◆ Goal 1 ◆
Rewrite the portion of the Hardinge announcement that begins at the words "The Company also" and stops after "corporate purposes.", putting "public market" in place of "open market".
◆ Goal 2 ◆
Answer these questions using the Hardinge announcement:
(a) What range of net income is anticipated for 1999?
(b) At which tradeshow was the CONQUEST(R) GT27 Autoload introduced?
(c) How many shares of common stock has the Board of Directors authorized the company to repurchase?
◆ Goal 3 ◆
Continue the Hardinge announcement from where it stops.

◆ Article ◆
>>>

Although it is still early in the year and visibility is limited, we are
anticipating that net income for 1999 could fall into the range of $11.0 million
to $12.5 million, or $1.16 to $1.32 per share," Mr. Agan concluded.
"In the midst of current industry conditions, we continue to
successfully introduce new products to the marketplace and plan to unveil a
number of new machines throughout the remainder of the year," continued Mr.
Agan. "We initiated sales of the new CONQUEST(R) Twin Turn 65, the most
technologically advanced machine ever offered by Hardinge, during the first
quarter and we are very encouraged by initial market interest, especially in
Europe. Additionally, we recently introduced the CONQUEST(R) GT27 Autoload at
WESTEC `99, a leading industry tradeshow. This gang-tooled turning cell has
built-in automation to provide affordable unattended operation for smaller job
shops, enhancing the appeal to this key target segment. "
The Company also announced that its Board of Directors has authorized
the repurchase of up to 1.0 million shares of its common stock, or approximately
10% of the total shares outstanding. Any such purchases will be made from time
to time in the open market or in privately negotiated transactions and will be
at the discretion of management. Shares repurchased will be available for use
under the Company's employee incentive compensation plans and for other general
corporate purposes.
Mr. Agan continued, "The decision to repurchase our stock reflects
management's optimism about the long-term performance of the company and future
prospects for the machine tool industry. We have an extensive history of
managing profitability through industry downturns and have confidence in our
ability to continue to do so. At current levels, it is our opinion that the
stock price does not accurately reflect our position and is undervalued."

<<<

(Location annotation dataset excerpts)
>>>

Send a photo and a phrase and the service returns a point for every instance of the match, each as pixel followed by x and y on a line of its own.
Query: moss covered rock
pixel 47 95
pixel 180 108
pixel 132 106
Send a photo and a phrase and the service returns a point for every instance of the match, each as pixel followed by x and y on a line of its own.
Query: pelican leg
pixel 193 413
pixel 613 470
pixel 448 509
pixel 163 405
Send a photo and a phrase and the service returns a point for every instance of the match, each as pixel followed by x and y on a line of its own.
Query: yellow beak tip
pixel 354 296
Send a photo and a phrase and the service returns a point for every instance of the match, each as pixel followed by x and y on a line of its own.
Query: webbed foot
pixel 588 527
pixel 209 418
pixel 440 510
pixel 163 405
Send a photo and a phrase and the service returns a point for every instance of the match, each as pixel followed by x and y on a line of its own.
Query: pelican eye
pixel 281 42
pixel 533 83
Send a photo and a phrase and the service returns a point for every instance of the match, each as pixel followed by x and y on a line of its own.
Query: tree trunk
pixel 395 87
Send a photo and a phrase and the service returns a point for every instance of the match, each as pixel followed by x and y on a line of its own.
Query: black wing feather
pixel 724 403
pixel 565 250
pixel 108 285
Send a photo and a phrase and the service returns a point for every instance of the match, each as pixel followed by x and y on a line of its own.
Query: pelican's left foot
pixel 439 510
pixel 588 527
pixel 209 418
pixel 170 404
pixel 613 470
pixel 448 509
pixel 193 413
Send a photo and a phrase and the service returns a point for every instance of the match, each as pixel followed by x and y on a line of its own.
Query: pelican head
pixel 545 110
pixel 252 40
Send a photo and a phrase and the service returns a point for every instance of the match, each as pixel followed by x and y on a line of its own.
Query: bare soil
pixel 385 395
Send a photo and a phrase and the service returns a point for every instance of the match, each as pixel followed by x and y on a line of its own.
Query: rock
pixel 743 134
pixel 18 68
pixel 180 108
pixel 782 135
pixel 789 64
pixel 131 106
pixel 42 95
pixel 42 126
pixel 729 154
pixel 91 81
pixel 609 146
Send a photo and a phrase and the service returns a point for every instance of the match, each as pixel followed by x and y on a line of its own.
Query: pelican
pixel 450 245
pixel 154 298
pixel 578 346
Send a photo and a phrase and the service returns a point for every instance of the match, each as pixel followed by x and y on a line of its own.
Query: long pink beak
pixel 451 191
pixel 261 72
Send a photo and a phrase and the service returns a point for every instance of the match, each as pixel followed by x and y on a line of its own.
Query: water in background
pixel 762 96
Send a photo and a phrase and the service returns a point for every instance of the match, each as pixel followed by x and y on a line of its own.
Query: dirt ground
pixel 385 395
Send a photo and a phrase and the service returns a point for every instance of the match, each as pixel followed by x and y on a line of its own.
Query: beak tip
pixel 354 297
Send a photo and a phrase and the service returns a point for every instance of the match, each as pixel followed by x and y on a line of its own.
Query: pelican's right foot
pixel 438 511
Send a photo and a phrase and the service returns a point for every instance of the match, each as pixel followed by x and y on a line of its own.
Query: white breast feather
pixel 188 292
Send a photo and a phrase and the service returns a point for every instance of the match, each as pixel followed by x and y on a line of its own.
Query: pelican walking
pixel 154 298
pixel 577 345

<<<

◆ Result 1 ◆
The Company also announced that its Board of Directors has authorized
the repurchase of up to 1.0 million shares of its common stock, or approximately
10% of the total shares outstanding. Any such purchases will be made from time
to time in the public market or in privately negotiated transactions and will be
at the discretion of management. Shares repurchased will be available for use
under the Company's employee incentive compensation plans and for other general
corporate purposes.

◆ Result 2 ◆
(a) $11.0 million to $12.5 million, or $1.16 to $1.32 per share.
(b) WESTEC `99.
(c) Up to 1.0 million shares, or approximately 10% of the total shares outstanding.

◆ Result 3 ◆
Hardinge Inc., founded more than 100 years ago, is an international
leader in the machine tool industry. The company designs and manufactures
computer-numerically controlled metal-cutting lathes, machining centers,
grinding machines, electrical discharge machines and other industrial products.
The company's common stock trades on Nasdaq under the symbol "HDNG."
To receive additional information on Hardinge Inc., via fax at no charge,
dial 1-800-PRO-INFO and enter code HDNG.
This news release contains statements of a forward-looking nature relating to
the financial performance of Hardinge Inc. in 1999 . Such statements are based
upon information known to management at this time. The company cautions that
such statements necessarily involve uncertainties and risk, and deal with
matters beyond the company's ability to control and in many cases the company
cannot predict what factors would cause actual results to differ materially from
those indicated. Among the many factors that could cause actual results to
differ from those set forth in the forward-looking statements are fluctuations
in the machine tool business cycles, changes in general economic conditions in
the U.S. or internationally, the mix of products sold and the profit margins
thereon, the relative success of the company's entry into new product and
geographic markets, the company's ability to manage its operating costs, actions
taken by customers such as order cancellations or reduced bookings by customers
or distributors, competitors' actions such as price discounting or new product
introductions, governmental regulations and environmental matters, changes in
the availability and cost of materials and supplies, the implementation of new
technologies and currency fluctuations. Any forward-looking statement should be
considered in light of these factors. The company undertakes no obligation to
revise its forward-looking statements if unanticipated events alter their
accuracy.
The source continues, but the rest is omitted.